• [ABOUT THIS EXERCISE]: All of the data goes into your copy exactly as written. Images do not.

• [DATA EXCERPTS]:
==============================

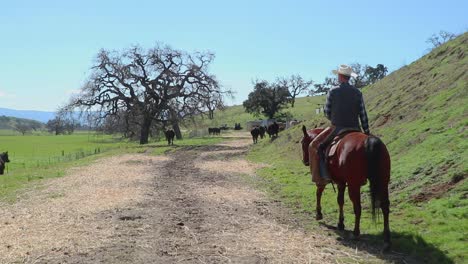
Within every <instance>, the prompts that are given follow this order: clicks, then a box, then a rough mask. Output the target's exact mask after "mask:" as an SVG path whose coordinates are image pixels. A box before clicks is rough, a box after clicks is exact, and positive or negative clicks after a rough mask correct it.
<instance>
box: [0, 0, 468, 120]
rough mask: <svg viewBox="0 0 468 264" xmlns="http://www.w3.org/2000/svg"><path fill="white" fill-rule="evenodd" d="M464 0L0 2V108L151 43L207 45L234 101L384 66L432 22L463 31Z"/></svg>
mask: <svg viewBox="0 0 468 264" xmlns="http://www.w3.org/2000/svg"><path fill="white" fill-rule="evenodd" d="M467 13H468V1H466V0H446V1H435V0H426V1H420V0H415V1H408V0H405V1H400V0H396V1H375V0H373V1H360V0H355V1H325V0H324V1H318V0H317V1H313V0H310V1H306V0H304V1H297V0H290V1H275V0H270V1H260V0H259V1H254V0H250V1H244V0H237V1H220V0H218V1H214V0H213V1H211V0H207V1H204V0H198V1H138V0H133V1H115V0H114V1H107V0H106V1H98V0H95V1H91V0H84V1H50V0H43V1H33V0H31V1H22V0H18V1H4V0H0V36H1V37H0V107H5V108H14V109H28V110H48V111H54V110H56V109H57V107H58V106H60V105H61V104H64V103H65V102H67V99H68V98H69V96H70V94H71V93H72V92H73V91H76V90H77V89H79V88H80V87H81V85H82V84H83V83H84V81H85V80H86V77H87V75H88V73H89V68H90V67H91V65H92V63H93V60H94V56H95V55H96V54H97V52H98V51H99V50H100V49H102V48H104V49H109V50H121V49H124V48H127V47H129V46H130V45H133V44H139V45H141V46H143V47H151V46H152V45H154V44H155V43H156V42H162V43H165V44H169V45H170V46H172V47H174V48H177V49H183V50H186V51H190V52H192V51H207V50H209V51H212V52H214V53H215V54H216V59H215V61H214V63H213V64H212V66H211V69H210V70H211V72H212V73H214V74H215V75H216V76H217V77H218V79H219V80H220V82H221V83H222V84H223V85H224V86H225V87H228V88H231V89H233V90H234V91H236V92H237V94H236V99H235V100H234V101H231V100H228V104H240V103H242V101H244V100H245V99H246V98H247V95H248V93H249V92H250V91H252V85H251V80H252V79H257V78H260V79H267V80H274V79H275V78H276V77H279V76H289V75H291V74H301V75H302V76H303V77H305V78H308V79H312V80H314V81H315V82H321V81H323V79H324V78H325V77H326V76H328V75H329V74H330V72H331V70H332V69H334V68H335V67H337V65H339V64H342V63H354V62H359V63H362V64H369V65H373V66H375V65H376V64H377V63H382V64H384V65H386V66H387V67H388V68H389V69H390V70H391V71H393V70H396V69H398V68H400V67H401V66H403V65H406V64H410V63H411V62H413V61H414V60H416V59H418V58H420V57H421V56H422V55H424V54H425V53H426V52H427V49H428V48H429V44H427V43H426V40H427V39H428V38H429V37H430V36H431V35H432V34H433V33H437V32H439V31H440V30H446V31H449V32H453V33H462V32H465V31H467V30H468V15H467Z"/></svg>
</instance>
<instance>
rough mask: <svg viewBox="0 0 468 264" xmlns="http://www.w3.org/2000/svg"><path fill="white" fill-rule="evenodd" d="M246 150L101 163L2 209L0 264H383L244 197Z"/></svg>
mask: <svg viewBox="0 0 468 264" xmlns="http://www.w3.org/2000/svg"><path fill="white" fill-rule="evenodd" d="M250 142H251V141H250V139H240V140H231V141H226V142H225V143H222V144H217V145H212V146H200V147H192V148H182V149H180V150H178V151H176V152H174V153H172V154H171V155H169V156H167V157H165V156H149V155H146V154H127V155H121V156H115V157H111V158H104V159H100V160H98V161H96V162H95V163H94V164H92V165H90V166H87V167H80V168H75V169H73V170H72V171H70V172H69V173H68V174H67V176H65V177H62V178H58V179H53V180H48V181H47V182H46V183H45V186H44V188H41V189H33V190H30V191H29V192H26V193H25V194H24V195H23V196H22V197H21V198H20V199H19V201H18V202H16V203H15V204H12V205H8V204H1V206H0V263H342V262H345V263H356V262H365V263H380V262H382V260H380V259H378V258H376V257H375V256H372V255H370V254H369V253H368V252H367V251H361V250H359V249H357V248H356V249H355V248H350V247H345V246H343V245H341V244H340V243H337V240H336V237H334V236H328V235H327V234H326V232H322V233H323V234H317V233H311V232H306V231H304V230H303V229H302V228H301V227H300V223H298V222H297V221H296V220H295V219H294V218H293V216H292V214H291V213H290V212H289V211H288V210H287V209H285V208H283V207H282V206H281V205H280V204H279V203H278V202H276V201H272V200H271V199H268V198H267V197H266V196H265V194H263V193H262V192H260V191H257V190H255V189H253V188H252V187H250V186H249V185H248V184H247V183H246V182H245V177H246V175H247V177H255V176H254V175H255V169H256V168H257V167H256V166H257V165H254V164H251V163H249V162H247V161H245V160H244V159H243V158H242V156H243V154H245V152H246V151H247V148H248V146H249V144H250ZM243 177H244V178H243ZM349 217H351V216H349Z"/></svg>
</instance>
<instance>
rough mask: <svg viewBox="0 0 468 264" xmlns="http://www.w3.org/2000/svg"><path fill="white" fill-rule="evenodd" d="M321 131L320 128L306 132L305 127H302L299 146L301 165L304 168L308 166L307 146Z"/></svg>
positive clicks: (307, 155) (308, 154) (315, 128)
mask: <svg viewBox="0 0 468 264" xmlns="http://www.w3.org/2000/svg"><path fill="white" fill-rule="evenodd" d="M322 131H323V129H322V128H315V129H311V130H309V131H307V129H306V127H305V126H304V125H303V126H302V133H303V134H304V135H303V136H302V140H301V145H302V163H304V165H305V166H309V145H310V142H312V140H314V138H315V137H316V136H317V135H318V134H320V133H321V132H322Z"/></svg>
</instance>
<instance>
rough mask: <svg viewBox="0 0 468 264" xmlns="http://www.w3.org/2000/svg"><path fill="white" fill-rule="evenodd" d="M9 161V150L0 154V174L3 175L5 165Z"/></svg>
mask: <svg viewBox="0 0 468 264" xmlns="http://www.w3.org/2000/svg"><path fill="white" fill-rule="evenodd" d="M7 162H10V159H9V158H8V151H7V152H3V153H2V154H0V175H3V173H4V172H5V165H6V163H7Z"/></svg>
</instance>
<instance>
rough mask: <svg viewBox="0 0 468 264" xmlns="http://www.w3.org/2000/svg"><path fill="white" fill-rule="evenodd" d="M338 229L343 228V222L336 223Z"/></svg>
mask: <svg viewBox="0 0 468 264" xmlns="http://www.w3.org/2000/svg"><path fill="white" fill-rule="evenodd" d="M338 230H341V231H343V230H344V224H343V223H338Z"/></svg>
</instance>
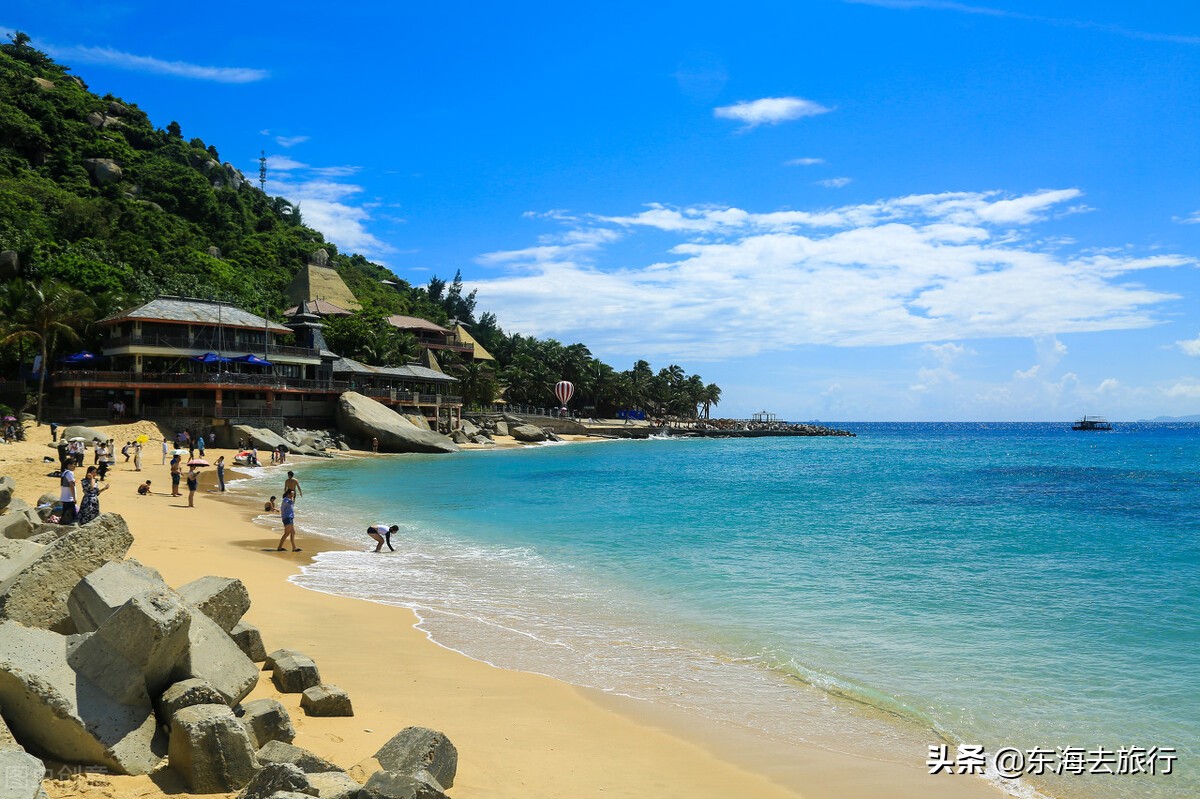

==============================

• [ANSWER FOR THE TASK]:
Within every <instance>, the prompts that are given follow this order: clicks, then a box, then a rough mask. Output the target's exact mask after "mask:" as an SVG path whose coordinates are image pixels. A box before clicks is rough, a box after clicks is exact, and positive or negative clicks after a rough mask correct it.
<instance>
box: [0, 0, 468, 120]
rough mask: <svg viewBox="0 0 468 264" xmlns="http://www.w3.org/2000/svg"><path fill="white" fill-rule="evenodd" d="M464 0L0 2V108L151 43L207 45L234 101L384 66L432 22L463 31Z"/></svg>
mask: <svg viewBox="0 0 468 264" xmlns="http://www.w3.org/2000/svg"><path fill="white" fill-rule="evenodd" d="M467 13H468V1H466V0H446V1H435V0H426V1H420V0H415V1H408V0H405V1H400V0H396V1H375V0H373V1H360V0H355V1H325V0H324V1H318V0H317V1H313V0H310V1H306V0H304V1H297V0H290V1H275V0H270V1H260V0H259V1H254V0H250V1H244V0H237V1H220V0H218V1H214V0H213V1H211V0H207V1H204V0H198V1H138V0H133V1H115V0H114V1H107V0H106V1H98V0H95V1H91V0H84V1H50V0H43V1H33V0H31V1H22V0H18V1H4V0H0V36H1V37H0V107H5V108H14V109H28V110H48V111H54V110H56V109H57V107H58V106H60V105H61V104H64V103H65V102H67V99H68V98H69V96H70V94H71V93H72V92H73V91H76V90H77V89H79V88H80V87H81V85H82V84H83V83H84V81H85V80H86V77H87V75H88V73H89V68H90V67H91V65H92V63H93V60H94V56H95V55H96V54H97V52H98V51H99V50H100V49H102V48H104V49H109V50H121V49H124V48H127V47H129V46H130V45H133V44H139V45H141V46H143V47H151V46H152V45H154V44H155V43H156V42H162V43H165V44H169V45H170V46H172V47H174V48H177V49H183V50H186V51H190V52H192V51H207V50H209V51H212V52H214V53H215V54H216V59H215V61H214V63H213V64H212V66H211V69H210V70H211V72H212V73H214V74H215V75H216V76H217V77H218V79H219V80H220V82H221V83H222V84H223V85H224V86H225V87H228V88H231V89H233V90H234V91H236V92H237V94H236V99H235V100H234V101H231V100H228V104H240V103H242V101H244V100H245V99H246V98H247V95H248V93H249V92H250V91H252V85H251V80H252V79H257V78H260V79H267V80H274V79H275V78H276V77H279V76H289V75H291V74H301V75H302V76H303V77H305V78H308V79H312V80H314V81H315V82H321V81H323V79H324V78H325V77H326V76H328V75H329V74H330V72H331V70H332V69H334V68H335V67H337V65H339V64H342V63H354V62H359V63H362V64H369V65H373V66H375V65H376V64H377V63H382V64H384V65H386V66H387V67H388V68H389V69H390V70H391V71H393V70H396V69H398V68H400V67H401V66H403V65H406V64H410V63H411V62H413V61H414V60H416V59H418V58H420V57H421V56H422V55H424V54H425V53H426V52H427V49H428V48H429V44H427V43H426V40H427V39H428V38H429V37H430V36H431V35H432V34H433V33H437V32H439V31H440V30H446V31H449V32H453V33H462V32H465V31H467V30H468V15H467Z"/></svg>
</instance>
<instance>
rough mask: <svg viewBox="0 0 468 264" xmlns="http://www.w3.org/2000/svg"><path fill="white" fill-rule="evenodd" d="M246 150L101 163L2 209L0 264H383L244 197Z"/></svg>
mask: <svg viewBox="0 0 468 264" xmlns="http://www.w3.org/2000/svg"><path fill="white" fill-rule="evenodd" d="M250 142H251V141H250V139H240V140H231V141H226V142H225V143H222V144H217V145H212V146H200V147H192V148H182V149H180V150H178V151H176V152H174V153H172V154H171V155H169V156H167V157H165V156H149V155H146V154H127V155H121V156H115V157H111V158H104V159H100V160H98V161H96V162H95V163H94V164H92V165H90V166H87V167H80V168H75V169H73V170H72V171H70V172H69V173H68V174H67V176H65V177H62V178H58V179H53V180H48V181H47V182H46V183H45V186H44V188H41V189H33V190H30V191H29V192H26V193H25V194H24V195H23V196H22V197H21V198H20V199H19V201H18V202H16V203H15V204H12V205H8V204H1V206H0V263H342V262H345V263H356V262H365V263H380V262H382V260H380V259H378V258H376V257H375V256H372V255H370V254H369V253H368V252H367V251H361V250H359V249H357V248H356V249H355V248H350V247H345V246H343V245H341V244H340V243H337V240H336V237H334V236H328V235H327V234H326V232H322V233H323V234H317V233H311V232H306V231H304V230H303V229H302V228H301V227H300V223H298V222H297V221H296V220H295V219H294V218H293V216H292V214H291V213H290V212H289V211H288V210H287V209H285V208H283V207H282V206H281V205H280V204H279V203H278V202H276V201H272V200H271V199H268V198H267V197H266V196H265V194H263V193H262V192H260V191H257V190H255V189H253V188H252V187H250V186H249V185H248V184H247V183H246V182H245V177H246V175H247V177H255V176H254V175H255V169H256V168H257V167H256V166H257V165H254V164H251V163H249V162H247V161H245V160H244V159H243V158H242V156H243V154H245V152H246V151H247V148H248V146H249V144H250ZM243 177H244V178H243ZM349 217H351V216H349Z"/></svg>
</instance>
<instance>
rough mask: <svg viewBox="0 0 468 264" xmlns="http://www.w3.org/2000/svg"><path fill="white" fill-rule="evenodd" d="M321 131L320 128L306 132L305 127H302L299 146L301 165L304 168L308 166L307 146Z"/></svg>
positive clicks: (307, 155) (308, 154) (315, 128)
mask: <svg viewBox="0 0 468 264" xmlns="http://www.w3.org/2000/svg"><path fill="white" fill-rule="evenodd" d="M322 131H323V129H322V128H315V129H311V130H309V131H307V129H306V127H305V126H304V125H303V126H302V133H303V134H304V135H303V136H302V140H301V145H302V163H304V165H305V166H309V145H310V142H312V140H314V138H315V137H316V136H317V135H318V134H320V133H321V132H322Z"/></svg>
</instance>
<instance>
rough mask: <svg viewBox="0 0 468 264" xmlns="http://www.w3.org/2000/svg"><path fill="white" fill-rule="evenodd" d="M9 161V150L0 154V174L3 175L5 165Z"/></svg>
mask: <svg viewBox="0 0 468 264" xmlns="http://www.w3.org/2000/svg"><path fill="white" fill-rule="evenodd" d="M7 162H10V159H9V158H8V151H7V152H3V153H2V154H0V175H3V173H4V172H5V165H6V163H7Z"/></svg>
</instance>
<instance>
rough mask: <svg viewBox="0 0 468 264" xmlns="http://www.w3.org/2000/svg"><path fill="white" fill-rule="evenodd" d="M338 229L343 228V222L336 223Z"/></svg>
mask: <svg viewBox="0 0 468 264" xmlns="http://www.w3.org/2000/svg"><path fill="white" fill-rule="evenodd" d="M338 230H341V231H343V230H344V224H343V223H338Z"/></svg>
</instance>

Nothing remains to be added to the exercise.